INSTRUCTION 1 –
Do these statements agree with the Gospel of Thomas FAQ below? For each, answer yes or no and quote the words of the FAQ that decide it. (a) Scholars who find Thomas partly dependent on Biblical texts date it in the mid second century A.D. (b) The word "didymos" is Aramaic for twin. (c) The Gospel of Philip was found at Nag Hammadi.
INSTRUCTION 2 –
Output the part of the Gospel of Thomas FAQ below from "The Gospel of Thomas is a" to "of Thomas written?".
INSTRUCTION 3 –
Can you carry the Gospel of Thomas FAQ below on from where it stops and write its next part?

GIVEN TEXT –
◆ ◆ ◆

The Gospel of Thomas: Frequently Asked Questions

What is the Gospel of Thomas


The Gospel of Thomas is a collection of sayings attributed to Jesus of Nazareth. Unless it is merely a collection of materials that mainly were drawn out of the Biblical gospels, as seems unlikely for most if not all of Thomas' sayings, then Thomas is the most important historical source for knowledge of Jesus of Nazareth that exists outside of the Bible. It is the most significant manuscript ever found for the history of earliest Christianity.

When was the Gospel of Thomas written?


This is a question hotly debated by scholars. Many scholars say that it was written at about the same time, even perhaps somewhat before, the gospels in the bible. Their argument is that most of the sayings in Thomas show no signs of having any dependence on, or knowledge of, the Biblical gospels and so Thomas' sayings derive from oral tradition and not from written Biblical texts. This doesn't seem to have been possible after the end of the first century when the Biblical texts began to be authoritative in Christianity. Other scholars find bits of evidence that indicate that Thomas was indeed dependent, in part, on Biblical texts, and surmise that the author of Thomas must have edited out almost all indications of the particular styles and ideas of the Biblical authors. Those scholars date Thomas in the mid second century A.D.

Who wrote the Gospel of Thomas?


No one knows. The four canonical gospels and Thomas and other gospels such as the Gospel of Philip (found at Nag Hammadi) were given their names some time in the second century. Scholars of the New Testament generally agree that none of the gospels were written by people who had ever met Jesus of Nazareth during his lifetime. But at a later date names were assigned to them that were associated with famous individuals in the earliest church. The name of the person who supposedly wrote the Gospel of Thomas is given in the first lines of the text as "didymos Judas thomas." The word "didymos" is Greek for twin and the word "thomas" is Aramaic for twin. The individual's name was Judas, and his nickname "the twin" is given in two languages. The canonical gospels mention a man named Thomas and John calls him didymos thomas. There are also several individuals named Judas mentioned in the canonical gospels in addition to Judas called Iscariot. The bottom line is that we do not know who wrote the Gospel of Thomas and we cannot be sure which Judas mentioned in the New Testament also was nicknamed Thomas.

◆ ◆ ◆

RECORDS SUPPLIED –
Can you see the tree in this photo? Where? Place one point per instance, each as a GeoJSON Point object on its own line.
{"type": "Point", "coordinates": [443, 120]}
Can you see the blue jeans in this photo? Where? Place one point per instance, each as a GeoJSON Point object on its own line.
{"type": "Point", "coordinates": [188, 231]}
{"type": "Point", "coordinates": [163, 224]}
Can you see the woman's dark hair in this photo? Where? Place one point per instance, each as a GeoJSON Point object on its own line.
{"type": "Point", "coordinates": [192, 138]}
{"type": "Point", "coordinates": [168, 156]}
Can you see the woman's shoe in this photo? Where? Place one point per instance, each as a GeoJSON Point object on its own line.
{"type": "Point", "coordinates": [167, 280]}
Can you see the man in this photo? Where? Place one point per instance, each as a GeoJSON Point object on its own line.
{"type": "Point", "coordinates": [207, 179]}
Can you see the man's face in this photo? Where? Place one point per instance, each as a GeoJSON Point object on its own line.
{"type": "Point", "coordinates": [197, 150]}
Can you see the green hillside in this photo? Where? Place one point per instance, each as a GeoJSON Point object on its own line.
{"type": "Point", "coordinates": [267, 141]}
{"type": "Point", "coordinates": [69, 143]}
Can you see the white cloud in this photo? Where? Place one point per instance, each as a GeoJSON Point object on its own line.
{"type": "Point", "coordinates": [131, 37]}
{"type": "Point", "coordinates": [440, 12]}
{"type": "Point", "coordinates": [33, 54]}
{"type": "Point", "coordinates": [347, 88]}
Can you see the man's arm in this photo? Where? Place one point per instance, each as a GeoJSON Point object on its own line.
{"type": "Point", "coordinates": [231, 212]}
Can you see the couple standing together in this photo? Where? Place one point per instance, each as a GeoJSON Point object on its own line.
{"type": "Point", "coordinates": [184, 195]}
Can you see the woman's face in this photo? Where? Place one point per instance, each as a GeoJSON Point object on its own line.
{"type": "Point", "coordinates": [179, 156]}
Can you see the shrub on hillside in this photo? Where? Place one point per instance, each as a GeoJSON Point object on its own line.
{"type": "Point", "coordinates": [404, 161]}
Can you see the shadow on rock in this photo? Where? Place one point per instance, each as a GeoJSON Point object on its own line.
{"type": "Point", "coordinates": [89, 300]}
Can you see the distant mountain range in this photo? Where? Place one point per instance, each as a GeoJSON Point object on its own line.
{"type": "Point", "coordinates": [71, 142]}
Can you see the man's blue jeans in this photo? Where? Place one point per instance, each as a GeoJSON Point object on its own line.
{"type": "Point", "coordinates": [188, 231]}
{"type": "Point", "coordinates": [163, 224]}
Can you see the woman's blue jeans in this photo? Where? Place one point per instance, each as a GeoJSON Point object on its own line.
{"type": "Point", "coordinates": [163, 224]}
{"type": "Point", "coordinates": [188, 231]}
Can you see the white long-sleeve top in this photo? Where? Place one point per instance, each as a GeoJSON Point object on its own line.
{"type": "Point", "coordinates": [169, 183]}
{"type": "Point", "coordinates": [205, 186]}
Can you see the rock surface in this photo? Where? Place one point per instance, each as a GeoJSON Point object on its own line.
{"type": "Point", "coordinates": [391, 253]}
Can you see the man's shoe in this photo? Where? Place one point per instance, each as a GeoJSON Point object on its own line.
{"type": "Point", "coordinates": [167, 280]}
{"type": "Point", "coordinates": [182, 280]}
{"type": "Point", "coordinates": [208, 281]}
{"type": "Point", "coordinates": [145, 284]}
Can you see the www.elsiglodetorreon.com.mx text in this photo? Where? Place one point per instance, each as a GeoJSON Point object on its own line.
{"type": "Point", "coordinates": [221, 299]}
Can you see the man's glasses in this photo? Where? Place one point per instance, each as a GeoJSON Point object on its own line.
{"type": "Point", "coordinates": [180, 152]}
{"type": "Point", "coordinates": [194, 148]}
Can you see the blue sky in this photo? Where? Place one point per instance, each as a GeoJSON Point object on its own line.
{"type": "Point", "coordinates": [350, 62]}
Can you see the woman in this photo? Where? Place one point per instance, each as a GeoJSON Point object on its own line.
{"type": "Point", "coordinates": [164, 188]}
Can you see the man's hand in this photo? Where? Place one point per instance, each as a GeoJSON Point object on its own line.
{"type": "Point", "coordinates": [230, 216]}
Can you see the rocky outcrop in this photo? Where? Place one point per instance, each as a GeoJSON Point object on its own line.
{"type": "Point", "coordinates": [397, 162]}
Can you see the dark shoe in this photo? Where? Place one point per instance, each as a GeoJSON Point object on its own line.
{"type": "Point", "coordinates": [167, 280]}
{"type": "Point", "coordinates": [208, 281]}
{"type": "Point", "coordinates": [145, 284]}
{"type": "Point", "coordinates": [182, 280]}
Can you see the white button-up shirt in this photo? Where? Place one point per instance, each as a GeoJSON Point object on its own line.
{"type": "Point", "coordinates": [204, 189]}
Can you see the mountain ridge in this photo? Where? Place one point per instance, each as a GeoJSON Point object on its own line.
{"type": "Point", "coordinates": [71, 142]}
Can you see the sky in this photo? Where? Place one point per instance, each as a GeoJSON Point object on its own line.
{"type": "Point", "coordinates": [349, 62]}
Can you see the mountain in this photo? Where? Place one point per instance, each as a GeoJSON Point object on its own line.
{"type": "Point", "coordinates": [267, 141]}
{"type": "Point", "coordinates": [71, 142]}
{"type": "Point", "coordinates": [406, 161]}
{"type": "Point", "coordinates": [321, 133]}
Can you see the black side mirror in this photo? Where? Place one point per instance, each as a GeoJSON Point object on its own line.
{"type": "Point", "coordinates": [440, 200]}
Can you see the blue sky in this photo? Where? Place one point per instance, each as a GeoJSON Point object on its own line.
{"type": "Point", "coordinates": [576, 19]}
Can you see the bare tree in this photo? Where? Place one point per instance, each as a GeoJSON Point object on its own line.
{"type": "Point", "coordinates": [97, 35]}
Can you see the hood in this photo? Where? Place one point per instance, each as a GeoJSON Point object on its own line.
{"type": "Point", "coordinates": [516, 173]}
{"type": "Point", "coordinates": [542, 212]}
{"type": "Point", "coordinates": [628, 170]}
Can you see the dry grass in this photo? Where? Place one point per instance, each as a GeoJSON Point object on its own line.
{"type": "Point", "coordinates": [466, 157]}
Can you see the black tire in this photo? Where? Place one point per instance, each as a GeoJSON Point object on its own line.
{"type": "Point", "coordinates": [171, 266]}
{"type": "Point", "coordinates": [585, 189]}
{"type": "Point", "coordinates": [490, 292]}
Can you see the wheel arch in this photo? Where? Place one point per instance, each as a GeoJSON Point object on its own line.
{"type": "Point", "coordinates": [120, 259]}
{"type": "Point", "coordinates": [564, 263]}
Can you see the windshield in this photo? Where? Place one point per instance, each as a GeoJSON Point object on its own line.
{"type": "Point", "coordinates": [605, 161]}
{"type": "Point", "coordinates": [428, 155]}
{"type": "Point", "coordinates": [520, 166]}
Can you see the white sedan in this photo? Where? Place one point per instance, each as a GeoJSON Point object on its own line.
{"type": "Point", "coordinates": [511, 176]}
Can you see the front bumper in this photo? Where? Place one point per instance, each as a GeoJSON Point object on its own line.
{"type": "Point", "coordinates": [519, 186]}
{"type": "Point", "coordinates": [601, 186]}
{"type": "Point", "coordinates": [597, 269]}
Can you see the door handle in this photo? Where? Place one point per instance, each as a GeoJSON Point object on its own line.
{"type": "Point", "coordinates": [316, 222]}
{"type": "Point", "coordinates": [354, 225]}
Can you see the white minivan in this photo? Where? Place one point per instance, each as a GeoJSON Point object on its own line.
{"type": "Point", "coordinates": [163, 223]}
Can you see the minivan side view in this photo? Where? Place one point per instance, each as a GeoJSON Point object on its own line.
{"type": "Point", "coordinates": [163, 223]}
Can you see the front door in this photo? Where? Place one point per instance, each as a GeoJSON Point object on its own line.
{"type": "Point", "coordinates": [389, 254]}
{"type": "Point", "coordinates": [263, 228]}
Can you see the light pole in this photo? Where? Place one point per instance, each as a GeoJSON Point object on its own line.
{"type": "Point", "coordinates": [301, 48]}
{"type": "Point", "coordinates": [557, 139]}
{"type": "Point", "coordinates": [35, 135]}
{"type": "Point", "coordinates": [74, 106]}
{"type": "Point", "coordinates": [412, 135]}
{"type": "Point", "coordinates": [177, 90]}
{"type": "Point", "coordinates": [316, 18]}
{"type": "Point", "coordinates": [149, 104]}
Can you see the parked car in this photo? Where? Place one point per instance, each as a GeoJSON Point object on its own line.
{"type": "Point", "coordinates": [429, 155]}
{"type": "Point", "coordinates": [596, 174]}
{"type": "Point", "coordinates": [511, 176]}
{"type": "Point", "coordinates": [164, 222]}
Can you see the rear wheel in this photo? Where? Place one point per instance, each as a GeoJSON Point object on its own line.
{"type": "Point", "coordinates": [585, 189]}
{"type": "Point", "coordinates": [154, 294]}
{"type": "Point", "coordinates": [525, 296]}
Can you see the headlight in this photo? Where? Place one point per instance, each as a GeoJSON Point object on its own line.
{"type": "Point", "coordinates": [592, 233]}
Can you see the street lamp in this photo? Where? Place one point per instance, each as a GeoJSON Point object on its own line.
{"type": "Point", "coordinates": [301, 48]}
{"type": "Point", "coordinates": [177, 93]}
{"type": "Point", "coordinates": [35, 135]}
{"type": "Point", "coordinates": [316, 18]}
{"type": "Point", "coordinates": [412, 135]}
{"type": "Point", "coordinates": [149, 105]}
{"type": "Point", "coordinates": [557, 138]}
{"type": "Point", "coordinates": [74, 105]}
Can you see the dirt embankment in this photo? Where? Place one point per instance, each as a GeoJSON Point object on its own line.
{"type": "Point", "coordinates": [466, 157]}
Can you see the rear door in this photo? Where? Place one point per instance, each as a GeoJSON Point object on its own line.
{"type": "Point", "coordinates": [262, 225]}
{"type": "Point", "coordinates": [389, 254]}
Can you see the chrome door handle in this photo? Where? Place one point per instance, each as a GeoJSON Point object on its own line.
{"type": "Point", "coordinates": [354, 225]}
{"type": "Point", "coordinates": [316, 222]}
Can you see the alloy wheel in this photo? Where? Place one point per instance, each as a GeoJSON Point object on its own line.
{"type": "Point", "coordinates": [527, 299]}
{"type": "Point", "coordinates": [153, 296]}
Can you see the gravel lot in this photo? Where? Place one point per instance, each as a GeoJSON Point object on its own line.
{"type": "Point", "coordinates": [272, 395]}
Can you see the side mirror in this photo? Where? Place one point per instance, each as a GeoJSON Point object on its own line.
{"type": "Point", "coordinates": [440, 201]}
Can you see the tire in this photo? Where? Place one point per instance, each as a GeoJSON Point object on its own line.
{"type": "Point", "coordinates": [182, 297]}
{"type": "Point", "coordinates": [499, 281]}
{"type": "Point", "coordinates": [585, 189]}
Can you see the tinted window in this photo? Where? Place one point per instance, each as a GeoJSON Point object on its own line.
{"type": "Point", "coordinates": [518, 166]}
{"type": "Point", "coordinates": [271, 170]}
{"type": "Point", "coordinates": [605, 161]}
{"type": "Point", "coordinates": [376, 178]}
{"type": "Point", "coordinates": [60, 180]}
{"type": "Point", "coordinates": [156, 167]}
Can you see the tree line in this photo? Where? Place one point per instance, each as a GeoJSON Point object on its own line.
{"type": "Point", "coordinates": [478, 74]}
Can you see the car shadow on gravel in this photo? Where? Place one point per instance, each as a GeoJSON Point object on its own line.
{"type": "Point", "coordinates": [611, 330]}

◆ ◆ ◆

TASK ANSWER 1 –
(a) Yes: "Those scholars date Thomas in the mid second century A.D."
(b) No: "The word "didymos" is Greek for twin and the word "thomas" is Aramaic for twin."
(c) Yes: "the Gospel of Philip (found at Nag Hammadi)"

TASK ANSWER 2 –
The Gospel of Thomas is a collection of sayings attributed to Jesus of Nazareth. Unless it is merely a collection of materials that mainly were drawn out of the Biblical gospels, as seems unlikely for most if not all of Thomas' sayings, then Thomas is the most important historical source for knowledge of Jesus of Nazareth that exists outside of the Bible. It is the most significant manuscript ever found for the history of earliest Christianity.

When was the Gospel of Thomas written?

TASK ANSWER 3 –
Where was the Gospel of Thomas found?


Portions of three Greek copies of the Gospel of Thomas were found in Oxyrhynchus Egypt about one hundred years ago. They are known as Oxyrhynchus Papyrus 1 (Oxy P 1) probably written not much later than the year 200, Oxy P 654, which can be dated to the middle or end of the third century, and Oxy P 655 dated not later than A. D. 250 (dating according to Grenfell and Hunt). A complete version in Coptic (the native Egyptian language written in an alphabet derived from the Greek alphabet) was found in Nag Hammadi Egypt in 1945. That version can be dated to about 340 A.D. The Coptic version is a translation of the Greek version. Most scholars believe that the Gospel of Thomas was originally written in Syria in the Greek language.

Is the Gospel of Thomas Gnostic?


It all depends on what you mean by Gnostic. If you mean by Gnostic the belief that people have a divine capacity within themselves and that they can come to understand that the Kingdom of God is already upon the earth if they can come to perceive the world that way then Thomas is Gnostic. But if you mean by Gnostic the religion upon which the Nag Hammadi texts are based, a religion that differentiates the god of this world (who is the Jewish god) from a higher more abstract God, a religion that regards this world as the creation of a series of evil archons/powers who wish to keep the human soul trapped in an evil physical body then no, Thomas is not Gnostic. This differentiation is very important, because some scholars reason that if Thomas is Gnostic (in the first sense) then it is Gnostic (in the second sense) and, as they believe,Gnosticism (in the second sense) is a second or third century heresy, they conclude that the Gospel of Thomas is heretical, late in date, and without very much historical value in regard to Jesus of Nazareth.

What is the basic perspective of the Gospel of Thomas?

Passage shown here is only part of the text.